PROBLEM TO SOLVE:
In the panel abstract, copy the passage from "- Technological Adaptation: Evaluating" to "annotated digital data.", substituting "handwriting recognition" for "OCR".

EXTRACT TO READ:

-=-=-

Log in to star items.
- Convenor:
-
Andrey Filchenko
(Nazarbayev University)
Send message to Convenor
- Format:
- Open panel
- Theme:
- Language & Linguistics
Abstract
The linguistic landscape of Central and Northern Asia, stretching from the Pontic steppes to Siberia and the Far East, represents one of the most diverse yet critically endangered regions on Earth. This panel examines the intersection of traditional documentary and corpus linguistics with contemporary computational strategies and pedagogical innovations for "low-resource" languages. While major regional languages like Uzbek or Kazakh are making strides in the digital domain, dozens of minority languages, including Turkic, Mongolic, Tungusic, Ugric, Samoyedic, and Paleoasiatic varieties, remain on the "digital periphery".
The panel explores the entire research cycle: from data collection to corpus design and its application in teaching and learning. Key areas of focus include:
- Collaborative Documentation and Pedagogy: Analyzing community-engaged models that prioritize "language-in-use" over static literary standards.
- Technological Adaptation: Evaluating the efficacy of transfer learning, cross-lingual embeddings, and OCR in creating corpora for languages with limited annotated digital data.
- Curriculum Integration: Developing frameworks to enhance language education by integrating corpus-based resources, such as spoken corpora, into curricula and teacher-training programs.

-=-=-

DATASET SECTION:
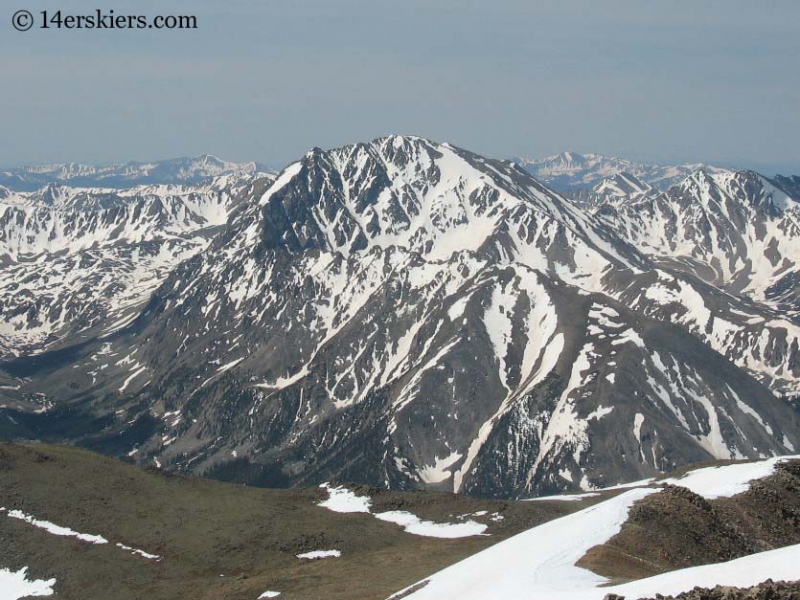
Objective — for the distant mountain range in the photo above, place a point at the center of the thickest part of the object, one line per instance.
(408, 314)
(570, 171)
(178, 170)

-=-=-

EXPECTED ANSWER:
- Technological Adaptation: Evaluating the efficacy of transfer learning, cross-lingual embeddings, and handwriting recognition in creating corpora for languages with limited annotated digital data.